>> BEGIN DATASET EXTRACT
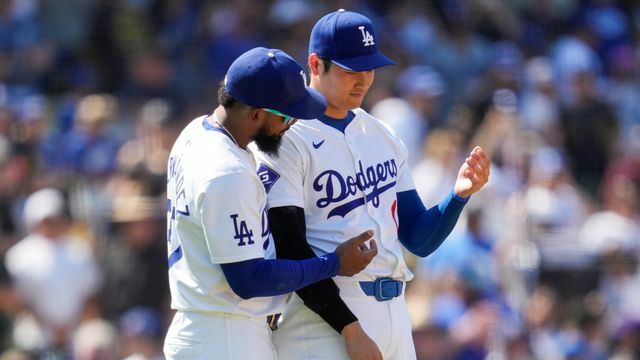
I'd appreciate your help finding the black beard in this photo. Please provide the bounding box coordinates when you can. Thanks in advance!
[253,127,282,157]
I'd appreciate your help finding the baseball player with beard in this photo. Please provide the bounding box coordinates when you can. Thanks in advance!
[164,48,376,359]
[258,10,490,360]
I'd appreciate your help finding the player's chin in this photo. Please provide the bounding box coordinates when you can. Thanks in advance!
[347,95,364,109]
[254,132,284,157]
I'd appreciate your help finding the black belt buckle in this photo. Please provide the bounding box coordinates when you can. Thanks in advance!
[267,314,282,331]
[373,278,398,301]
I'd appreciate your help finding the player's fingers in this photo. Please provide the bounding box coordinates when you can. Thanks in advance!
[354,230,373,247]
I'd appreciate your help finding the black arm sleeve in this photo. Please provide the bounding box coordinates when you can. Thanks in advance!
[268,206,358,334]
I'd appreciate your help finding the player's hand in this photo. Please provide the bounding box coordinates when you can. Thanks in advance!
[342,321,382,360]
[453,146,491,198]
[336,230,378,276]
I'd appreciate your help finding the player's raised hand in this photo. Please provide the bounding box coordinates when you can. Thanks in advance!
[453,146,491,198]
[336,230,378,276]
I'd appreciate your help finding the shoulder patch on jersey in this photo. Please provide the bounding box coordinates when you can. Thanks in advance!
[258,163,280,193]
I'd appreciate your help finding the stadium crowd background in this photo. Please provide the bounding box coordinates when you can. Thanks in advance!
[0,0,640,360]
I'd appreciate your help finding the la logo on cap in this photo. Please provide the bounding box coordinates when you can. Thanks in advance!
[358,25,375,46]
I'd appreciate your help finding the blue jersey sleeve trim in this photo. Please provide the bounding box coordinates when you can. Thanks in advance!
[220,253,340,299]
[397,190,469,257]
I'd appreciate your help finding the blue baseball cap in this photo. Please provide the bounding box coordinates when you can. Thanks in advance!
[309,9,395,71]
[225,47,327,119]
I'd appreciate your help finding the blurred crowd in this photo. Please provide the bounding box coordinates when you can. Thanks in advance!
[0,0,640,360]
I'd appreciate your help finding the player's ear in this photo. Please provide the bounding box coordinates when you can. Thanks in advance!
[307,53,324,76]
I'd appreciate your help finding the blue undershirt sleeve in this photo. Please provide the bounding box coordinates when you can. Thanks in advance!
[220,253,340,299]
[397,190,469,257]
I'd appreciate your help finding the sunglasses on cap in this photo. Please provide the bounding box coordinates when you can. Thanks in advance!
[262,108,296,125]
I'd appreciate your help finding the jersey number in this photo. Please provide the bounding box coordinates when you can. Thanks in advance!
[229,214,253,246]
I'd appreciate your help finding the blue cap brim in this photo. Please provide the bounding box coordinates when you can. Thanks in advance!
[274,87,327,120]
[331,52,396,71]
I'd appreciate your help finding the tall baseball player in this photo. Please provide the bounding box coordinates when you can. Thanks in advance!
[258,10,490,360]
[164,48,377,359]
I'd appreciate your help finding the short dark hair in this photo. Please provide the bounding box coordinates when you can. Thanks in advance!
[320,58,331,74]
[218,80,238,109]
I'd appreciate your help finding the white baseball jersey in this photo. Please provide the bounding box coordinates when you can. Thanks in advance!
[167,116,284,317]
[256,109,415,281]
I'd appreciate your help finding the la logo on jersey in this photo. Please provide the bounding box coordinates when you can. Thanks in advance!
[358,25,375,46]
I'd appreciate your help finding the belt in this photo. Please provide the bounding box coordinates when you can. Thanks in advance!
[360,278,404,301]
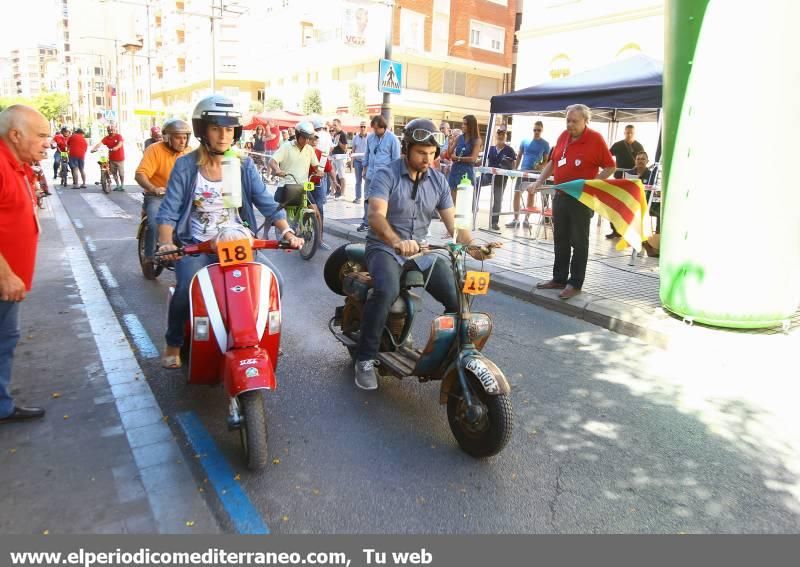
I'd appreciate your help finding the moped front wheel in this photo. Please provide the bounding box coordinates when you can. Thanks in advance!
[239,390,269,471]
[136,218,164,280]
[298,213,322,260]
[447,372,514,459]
>> END DATASET EXTRACT
>> BEGIN DATASET EXTRACT
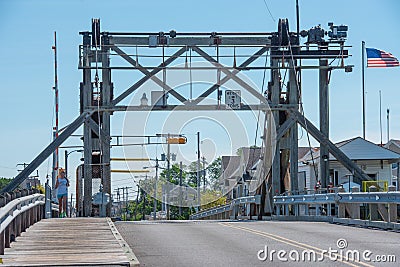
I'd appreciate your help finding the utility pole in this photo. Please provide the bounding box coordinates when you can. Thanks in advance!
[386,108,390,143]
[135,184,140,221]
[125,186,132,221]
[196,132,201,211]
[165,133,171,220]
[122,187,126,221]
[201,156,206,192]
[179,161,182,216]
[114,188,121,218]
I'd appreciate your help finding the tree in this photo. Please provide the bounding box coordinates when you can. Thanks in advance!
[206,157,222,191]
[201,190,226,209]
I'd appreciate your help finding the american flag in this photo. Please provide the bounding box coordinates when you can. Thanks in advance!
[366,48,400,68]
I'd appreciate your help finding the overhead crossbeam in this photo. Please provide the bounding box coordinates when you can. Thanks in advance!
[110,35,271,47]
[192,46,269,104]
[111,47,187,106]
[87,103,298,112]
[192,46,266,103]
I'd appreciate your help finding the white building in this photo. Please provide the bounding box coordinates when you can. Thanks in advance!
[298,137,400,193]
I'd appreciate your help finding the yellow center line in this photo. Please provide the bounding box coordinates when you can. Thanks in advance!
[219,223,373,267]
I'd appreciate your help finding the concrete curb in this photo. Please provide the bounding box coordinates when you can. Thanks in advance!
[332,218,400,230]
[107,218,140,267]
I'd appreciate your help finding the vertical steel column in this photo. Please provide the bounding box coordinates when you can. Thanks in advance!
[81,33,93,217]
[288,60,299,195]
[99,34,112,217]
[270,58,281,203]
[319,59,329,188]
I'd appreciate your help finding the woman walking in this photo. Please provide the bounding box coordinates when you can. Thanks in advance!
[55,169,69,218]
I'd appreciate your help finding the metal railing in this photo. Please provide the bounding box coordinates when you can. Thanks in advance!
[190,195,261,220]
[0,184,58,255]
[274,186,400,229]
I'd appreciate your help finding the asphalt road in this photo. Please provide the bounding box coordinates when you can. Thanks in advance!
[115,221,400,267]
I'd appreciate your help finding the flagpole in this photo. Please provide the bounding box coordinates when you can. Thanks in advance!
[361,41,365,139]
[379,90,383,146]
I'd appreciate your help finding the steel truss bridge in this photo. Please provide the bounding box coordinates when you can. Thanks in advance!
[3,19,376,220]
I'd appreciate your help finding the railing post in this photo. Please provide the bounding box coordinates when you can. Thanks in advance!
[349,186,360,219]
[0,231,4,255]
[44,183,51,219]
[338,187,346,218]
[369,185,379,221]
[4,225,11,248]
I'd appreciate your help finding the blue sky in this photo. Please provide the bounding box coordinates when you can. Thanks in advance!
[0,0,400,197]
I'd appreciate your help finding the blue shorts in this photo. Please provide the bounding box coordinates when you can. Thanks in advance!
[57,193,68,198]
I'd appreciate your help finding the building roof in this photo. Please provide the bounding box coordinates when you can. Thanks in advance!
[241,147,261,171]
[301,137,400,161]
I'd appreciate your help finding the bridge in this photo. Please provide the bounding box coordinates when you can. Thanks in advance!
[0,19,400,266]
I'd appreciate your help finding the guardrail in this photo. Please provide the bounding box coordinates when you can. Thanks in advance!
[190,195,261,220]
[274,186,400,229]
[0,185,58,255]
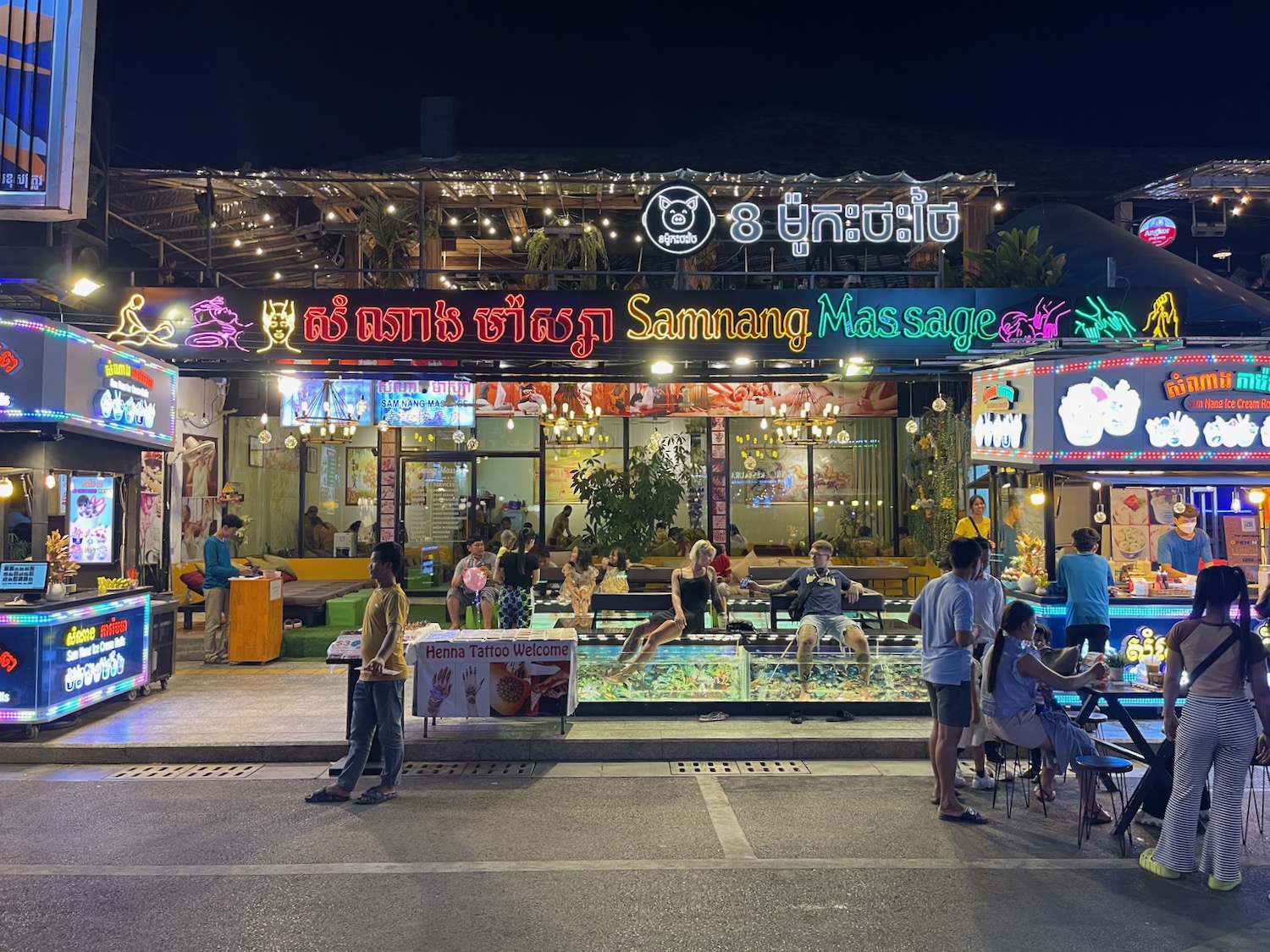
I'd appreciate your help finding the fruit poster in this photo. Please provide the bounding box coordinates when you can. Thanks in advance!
>> END DATASET EXTRACT
WRITTEN TASK: Put the listing from the line with "I'd appreciate your help finding the player's ear" up to and including the line with "[307,53,324,76]" into a two-column CSV with the columns request and box. Give one row per request, with its text and its answer each in a single quoted field and any line breaks replaced by spaces.

ANSWER TO THIS PROBLEM:
request,box
"I'd appreciate your help finding the player's ear in this photo. Please provide the bounding box coordinates when you can. Thanks in advance!","[307,53,324,76]"